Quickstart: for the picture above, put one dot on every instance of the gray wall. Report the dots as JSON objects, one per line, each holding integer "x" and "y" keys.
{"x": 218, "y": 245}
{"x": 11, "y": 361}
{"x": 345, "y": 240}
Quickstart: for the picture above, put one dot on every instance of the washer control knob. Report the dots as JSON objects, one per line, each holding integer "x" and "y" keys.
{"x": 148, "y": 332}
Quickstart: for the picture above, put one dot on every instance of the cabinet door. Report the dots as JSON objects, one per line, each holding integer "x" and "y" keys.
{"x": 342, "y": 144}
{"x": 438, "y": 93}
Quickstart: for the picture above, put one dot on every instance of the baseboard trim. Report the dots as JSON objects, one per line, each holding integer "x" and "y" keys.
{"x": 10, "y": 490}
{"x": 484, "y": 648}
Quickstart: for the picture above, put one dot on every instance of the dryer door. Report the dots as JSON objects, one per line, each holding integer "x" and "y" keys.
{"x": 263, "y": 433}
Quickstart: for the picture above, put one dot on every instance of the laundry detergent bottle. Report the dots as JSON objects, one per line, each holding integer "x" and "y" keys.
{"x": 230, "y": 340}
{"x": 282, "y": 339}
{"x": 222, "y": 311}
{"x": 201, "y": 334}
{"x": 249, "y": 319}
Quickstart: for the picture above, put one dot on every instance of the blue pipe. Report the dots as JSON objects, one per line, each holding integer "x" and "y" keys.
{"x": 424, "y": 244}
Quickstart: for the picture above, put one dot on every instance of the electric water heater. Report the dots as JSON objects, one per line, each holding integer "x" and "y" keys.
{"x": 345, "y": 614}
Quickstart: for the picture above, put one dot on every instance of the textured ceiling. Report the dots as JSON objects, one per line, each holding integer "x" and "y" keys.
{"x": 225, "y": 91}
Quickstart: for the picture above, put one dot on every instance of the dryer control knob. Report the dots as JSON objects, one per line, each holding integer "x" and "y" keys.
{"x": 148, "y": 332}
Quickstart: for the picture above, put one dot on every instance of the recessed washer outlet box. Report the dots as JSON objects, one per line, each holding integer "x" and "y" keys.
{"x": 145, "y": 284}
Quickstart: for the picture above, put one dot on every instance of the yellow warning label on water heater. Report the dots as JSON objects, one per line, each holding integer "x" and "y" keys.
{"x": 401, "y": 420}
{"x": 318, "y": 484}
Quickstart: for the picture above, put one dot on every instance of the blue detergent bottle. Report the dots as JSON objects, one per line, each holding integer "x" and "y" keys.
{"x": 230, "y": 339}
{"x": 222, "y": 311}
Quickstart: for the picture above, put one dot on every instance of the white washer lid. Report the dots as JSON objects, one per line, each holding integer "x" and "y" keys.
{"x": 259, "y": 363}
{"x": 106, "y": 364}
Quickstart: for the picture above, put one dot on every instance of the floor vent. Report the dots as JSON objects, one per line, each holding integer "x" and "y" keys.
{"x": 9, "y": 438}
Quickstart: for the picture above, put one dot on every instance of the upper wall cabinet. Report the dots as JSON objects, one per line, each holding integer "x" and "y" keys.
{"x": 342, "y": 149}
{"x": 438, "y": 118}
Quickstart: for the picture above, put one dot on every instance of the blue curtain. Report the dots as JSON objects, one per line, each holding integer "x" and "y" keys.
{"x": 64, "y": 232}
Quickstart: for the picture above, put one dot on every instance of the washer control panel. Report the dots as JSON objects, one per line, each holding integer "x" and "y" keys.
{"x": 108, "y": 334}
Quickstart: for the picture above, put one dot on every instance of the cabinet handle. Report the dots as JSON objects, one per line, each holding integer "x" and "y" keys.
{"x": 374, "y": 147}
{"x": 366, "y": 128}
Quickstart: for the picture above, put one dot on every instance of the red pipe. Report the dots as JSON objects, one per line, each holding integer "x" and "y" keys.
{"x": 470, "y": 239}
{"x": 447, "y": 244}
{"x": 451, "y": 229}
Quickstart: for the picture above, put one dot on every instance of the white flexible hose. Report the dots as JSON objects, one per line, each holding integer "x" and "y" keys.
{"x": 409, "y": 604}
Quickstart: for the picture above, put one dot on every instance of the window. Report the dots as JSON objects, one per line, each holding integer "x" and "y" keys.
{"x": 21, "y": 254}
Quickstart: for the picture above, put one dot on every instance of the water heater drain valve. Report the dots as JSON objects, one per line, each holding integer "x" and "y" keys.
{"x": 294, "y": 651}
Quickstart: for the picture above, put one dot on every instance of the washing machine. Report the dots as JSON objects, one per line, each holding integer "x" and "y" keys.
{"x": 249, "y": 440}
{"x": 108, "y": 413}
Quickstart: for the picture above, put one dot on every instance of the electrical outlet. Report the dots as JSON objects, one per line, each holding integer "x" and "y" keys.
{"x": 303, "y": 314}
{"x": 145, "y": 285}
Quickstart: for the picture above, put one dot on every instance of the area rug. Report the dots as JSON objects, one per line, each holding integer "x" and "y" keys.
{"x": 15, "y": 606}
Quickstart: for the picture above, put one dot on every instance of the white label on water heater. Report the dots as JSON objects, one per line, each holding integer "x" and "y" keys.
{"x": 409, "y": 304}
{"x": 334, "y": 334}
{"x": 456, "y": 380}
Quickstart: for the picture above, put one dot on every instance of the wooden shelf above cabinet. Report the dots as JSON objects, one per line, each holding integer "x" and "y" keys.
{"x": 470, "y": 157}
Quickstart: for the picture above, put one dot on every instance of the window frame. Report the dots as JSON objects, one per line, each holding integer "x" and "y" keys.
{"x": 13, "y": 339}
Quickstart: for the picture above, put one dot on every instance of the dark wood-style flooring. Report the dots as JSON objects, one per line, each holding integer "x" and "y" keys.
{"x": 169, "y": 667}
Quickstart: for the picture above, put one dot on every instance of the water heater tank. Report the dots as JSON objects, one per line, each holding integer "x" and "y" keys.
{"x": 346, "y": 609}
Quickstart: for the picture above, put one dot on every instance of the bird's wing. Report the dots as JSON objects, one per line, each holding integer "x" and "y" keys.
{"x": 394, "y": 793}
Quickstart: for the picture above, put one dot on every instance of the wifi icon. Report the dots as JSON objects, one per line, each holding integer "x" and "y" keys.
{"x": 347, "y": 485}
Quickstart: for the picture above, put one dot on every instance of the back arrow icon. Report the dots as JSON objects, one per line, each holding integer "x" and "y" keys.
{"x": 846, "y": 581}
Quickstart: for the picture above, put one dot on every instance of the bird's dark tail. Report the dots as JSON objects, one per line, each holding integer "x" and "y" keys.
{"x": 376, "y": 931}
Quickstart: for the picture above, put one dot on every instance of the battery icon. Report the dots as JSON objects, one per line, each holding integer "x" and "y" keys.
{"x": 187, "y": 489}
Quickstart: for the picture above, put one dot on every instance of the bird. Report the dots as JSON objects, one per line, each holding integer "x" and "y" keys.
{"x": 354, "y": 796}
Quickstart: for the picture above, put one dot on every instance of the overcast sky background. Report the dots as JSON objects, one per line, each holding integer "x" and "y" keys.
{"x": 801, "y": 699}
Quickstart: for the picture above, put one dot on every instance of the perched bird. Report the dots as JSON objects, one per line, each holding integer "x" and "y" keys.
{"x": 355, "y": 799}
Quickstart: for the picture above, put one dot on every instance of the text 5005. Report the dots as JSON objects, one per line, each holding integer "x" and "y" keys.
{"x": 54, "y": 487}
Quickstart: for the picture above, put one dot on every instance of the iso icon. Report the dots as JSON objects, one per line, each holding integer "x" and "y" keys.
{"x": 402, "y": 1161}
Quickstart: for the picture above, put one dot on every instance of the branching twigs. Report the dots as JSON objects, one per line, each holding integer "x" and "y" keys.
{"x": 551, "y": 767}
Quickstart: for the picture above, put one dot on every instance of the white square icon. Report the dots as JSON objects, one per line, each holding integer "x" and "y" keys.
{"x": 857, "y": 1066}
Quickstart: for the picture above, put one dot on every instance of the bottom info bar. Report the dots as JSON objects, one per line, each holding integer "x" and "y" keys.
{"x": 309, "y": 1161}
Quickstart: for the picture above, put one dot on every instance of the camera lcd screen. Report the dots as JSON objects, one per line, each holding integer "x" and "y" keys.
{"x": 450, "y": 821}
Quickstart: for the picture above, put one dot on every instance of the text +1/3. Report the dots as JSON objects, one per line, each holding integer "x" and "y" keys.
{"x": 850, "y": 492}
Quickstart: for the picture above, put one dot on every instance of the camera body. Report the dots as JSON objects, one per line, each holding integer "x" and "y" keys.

- - -

→ Task description:
Reproduce exactly the line that holds "of the overcast", then every line after it, ending with the final line of the records above.

→ Written answer:
Quickstart: for the picture above, put one dot on every instance of the overcast sky background. Report the dots as JSON objects, one per line, each holding integer "x" and "y" keys.
{"x": 801, "y": 699}
Quickstart: for the picture above, put one dot on every instance of the perched bird. Report the dots as JSON objects, one per line, each holding integer "x" and "y" keys.
{"x": 355, "y": 799}
Quickstart: for the picture above, put one dot on every instance of the text 5005. Report the dots as JSON objects, one per line, each holding integer "x" and "y" keys.
{"x": 54, "y": 487}
Quickstart: for the picture above, put one dot on every instance of the iso icon. Report the dots as JSON objects, one per line, each holding integer "x" and "y" keys.
{"x": 402, "y": 1161}
Quickstart: for the picture above, put one dot on every instance of the branching twigs. Report the dots as JSON objects, one per line, each holding integer "x" and "y" keys.
{"x": 551, "y": 767}
Quickstart: for the picture above, put one dot on every instance of the white square icon. Report the dots as JSON objects, one per line, each holding integer "x" and "y" keys.
{"x": 857, "y": 1066}
Quickstart: for the picture above, put one dot on every instance of the bottom info bar. Report the dots as JSON objects, one per line, each holding integer "x" and "y" keys.
{"x": 309, "y": 1161}
Quickstart: for the picture above, put one dot on every instance of the camera lcd screen. Report the dots as JSON objects, one per line, each holding integer "x" and "y" keys.
{"x": 450, "y": 821}
Quickstart: for the picture above, put one dot on every instance of the text +1/3. Report the dots as JSON objects, one per line, each holding integer "x" and "y" keys.
{"x": 850, "y": 492}
Quickstart: for the picture above, put one dot on every instance of the camera body. Report the dots as JSON objects, one per line, each holding integer "x" and "y" keys.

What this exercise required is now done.